- _QUOTED PASSAGE_:

━━━━━━━━━━━━━━━━━━━━

The biggest lesson from Charlottesville was about not optics but consequences, from guilty verdicts to lawsuits to losing positions of power within college-level Republican organizations that did not want to be associated with tiki torch-carrying white supremacists.
Many who attended the Unite the Right rally, like former Ku Klux Klan leader David Duke, believed that the election of Donald Trump was a sign that the country had moved closer to their racist views. “We are going to fulfill the promises of Donald Trump. That’s what we believed in,” Duke said at the rally. “That’s why we voted for Donald Trump, because he said he’s going to take our country back.”
But Unite the Right didn’t take place within the safe and anonymous environs of the internet, where you can tweet anti-Semitic memes about how hilarious gas chambers are behind a username with eight digits and no fear of real consequences besides the suspension of your Twitter account. Unite the Right was real, taking place in a public space in full view of the world, and the vast majority of the country — including Trump’s most ardent supporters — found what happened in Charlottesville horrifying and repulsive.
Kessler himself admitted on an alt-right podcast that many of the attendees at last year’s rally were “people who aren’t used to being out of the internet,” and who didn’t recognize that their identities being public would lead to real-world problems.
No wonder, then, that in his post denouncing the second rally, neo-Nazi Andrew Anglin wrote that to go to a post-Charlottesville Unite the Right rally would potentially be life-ruining. “Getting doxed as a neo-Nazi street fighter will ruin your live, forever.”

━━━━━━━━━━━━━━━━━━━━

- _SUPPLIED MATERIAL_:
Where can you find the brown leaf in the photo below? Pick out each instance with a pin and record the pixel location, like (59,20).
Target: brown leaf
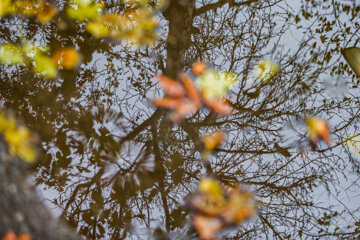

━━━━━━━━━━━━━━━━━━━━

- _EXERCISES_:
1. Name every person the Charlottesville passage mentions.
2. In the Charlottesville passage, who is identified as a former Ku Klux Klan leader?
3. Update the Charlottesville passage starting with "Kessler himself admitted" and going on through "to real-world problems.", replacing "podcast" with "livestream".
Answer from the Charlottesville passage alone, not from the data.

- _RESULTS BY TASK_:
1. David Duke, Donald Trump, Kessler, Andrew Anglin

2. David Duke

3.
Kessler himself admitted on an alt-right livestream that many of the attendees at last year’s rally were “people who aren’t used to being out of the internet,” and who didn’t recognize that their identities being public would lead to real-world problems.